Data for the task =>
-- Opening Marker --

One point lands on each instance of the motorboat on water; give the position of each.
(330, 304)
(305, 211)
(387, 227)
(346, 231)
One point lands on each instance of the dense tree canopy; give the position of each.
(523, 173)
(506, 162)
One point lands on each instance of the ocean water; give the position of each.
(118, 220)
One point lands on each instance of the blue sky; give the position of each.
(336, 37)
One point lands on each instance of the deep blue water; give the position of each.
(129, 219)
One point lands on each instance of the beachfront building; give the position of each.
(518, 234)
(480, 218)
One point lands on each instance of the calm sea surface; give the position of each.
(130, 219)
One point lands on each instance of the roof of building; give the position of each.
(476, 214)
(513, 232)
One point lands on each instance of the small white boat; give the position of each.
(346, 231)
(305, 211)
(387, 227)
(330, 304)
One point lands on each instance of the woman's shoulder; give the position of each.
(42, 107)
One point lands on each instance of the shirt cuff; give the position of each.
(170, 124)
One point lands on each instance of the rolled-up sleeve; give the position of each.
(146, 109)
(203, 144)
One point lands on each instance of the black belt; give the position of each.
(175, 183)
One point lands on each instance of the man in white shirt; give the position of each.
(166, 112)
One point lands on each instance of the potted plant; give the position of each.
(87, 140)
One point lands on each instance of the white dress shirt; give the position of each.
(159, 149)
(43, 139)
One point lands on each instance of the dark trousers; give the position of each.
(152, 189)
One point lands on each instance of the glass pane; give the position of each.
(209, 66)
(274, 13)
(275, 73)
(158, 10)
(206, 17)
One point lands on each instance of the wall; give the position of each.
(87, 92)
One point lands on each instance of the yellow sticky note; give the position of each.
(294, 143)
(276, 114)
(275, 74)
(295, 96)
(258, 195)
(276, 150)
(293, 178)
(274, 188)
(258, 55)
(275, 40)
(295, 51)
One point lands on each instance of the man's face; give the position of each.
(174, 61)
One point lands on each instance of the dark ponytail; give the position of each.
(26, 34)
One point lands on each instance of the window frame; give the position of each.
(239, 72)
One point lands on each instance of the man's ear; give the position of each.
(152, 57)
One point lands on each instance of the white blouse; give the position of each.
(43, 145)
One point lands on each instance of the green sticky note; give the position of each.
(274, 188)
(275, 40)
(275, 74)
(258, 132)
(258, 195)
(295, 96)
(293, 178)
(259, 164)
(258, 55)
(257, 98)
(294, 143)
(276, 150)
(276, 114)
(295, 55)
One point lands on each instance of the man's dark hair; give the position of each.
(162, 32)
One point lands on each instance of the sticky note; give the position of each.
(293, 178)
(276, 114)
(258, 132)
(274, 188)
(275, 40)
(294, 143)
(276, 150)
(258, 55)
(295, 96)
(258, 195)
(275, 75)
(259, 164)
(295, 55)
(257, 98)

-- Closing Marker --

Work instructions =>
Copy the entire listing, keeping each line exactly as it is.

Written solution =>
One point lands on each instance of the motorboat on water; give the position of each.
(330, 304)
(305, 211)
(387, 227)
(346, 231)
One point lands on each instance of the dense tree canopy; give the position of each.
(523, 173)
(506, 162)
One point lands on each instance of the ocean water; give the position of each.
(118, 220)
One point lands on each instance of the blue sky; give the position of each.
(336, 37)
One point lands on each instance of the deep blue water; give the position of each.
(129, 219)
One point lands on each instance of the beachfront building; give the position of each.
(518, 234)
(480, 218)
One point lands on each instance of the calm sea surface; give the position of each.
(130, 219)
One point lands on each instance of the roof of building; give the position of each.
(476, 214)
(513, 232)
One point lands on each instance of the small white boat; give the position of each.
(346, 231)
(305, 211)
(387, 227)
(330, 304)
One point lands on each instance of the woman's shoulder; give the position of each.
(42, 107)
One point lands on each instance of the shirt cuff; give the position of each.
(170, 124)
One point lands on each instance of the rolled-up sleeve; give the position of each.
(146, 109)
(203, 144)
One point lands on each instance of the black belt; give the position of each.
(175, 183)
One point lands on each instance of the man in white shirt; give the position of each.
(166, 112)
One point lands on each instance of the potted plant; give the position of each.
(87, 140)
One point lands on each instance of the white dress shirt; give the position of each.
(159, 149)
(43, 139)
One point lands on each instance of the dark trousers; give the position of each.
(152, 189)
One point lands on each instance of the glass pane; give the position of each.
(209, 66)
(274, 13)
(275, 73)
(158, 10)
(206, 17)
One point lands on each instance of the wall; give the position of each.
(87, 92)
One point lands on each instance of the yellow sticky note; give the position of each.
(294, 143)
(276, 114)
(275, 74)
(295, 96)
(258, 195)
(276, 150)
(293, 178)
(274, 188)
(258, 55)
(275, 40)
(295, 51)
One point lands on each instance of the man's face; give the position of each.
(174, 61)
One point lands on each instance of the dark ponytail; give the position of each.
(26, 34)
One point lands on each instance of the window frame; give the position of each.
(239, 72)
One point lands on each instance of the man's ear; give the position of each.
(152, 57)
One point lands on each instance of the white blouse; give the position of each.
(43, 145)
One point lands on each instance of the green sticky note; give the position of each.
(274, 188)
(275, 40)
(275, 74)
(258, 132)
(258, 195)
(295, 96)
(293, 178)
(259, 164)
(258, 55)
(257, 98)
(294, 143)
(276, 150)
(276, 114)
(295, 55)
One point lands on each instance of the man's dark hair; give the position of each.
(162, 32)
One point lands on each instance of the sticky note; give the position of each.
(293, 178)
(276, 114)
(258, 132)
(274, 188)
(275, 40)
(294, 143)
(276, 150)
(258, 55)
(295, 96)
(258, 195)
(275, 75)
(259, 164)
(295, 55)
(257, 98)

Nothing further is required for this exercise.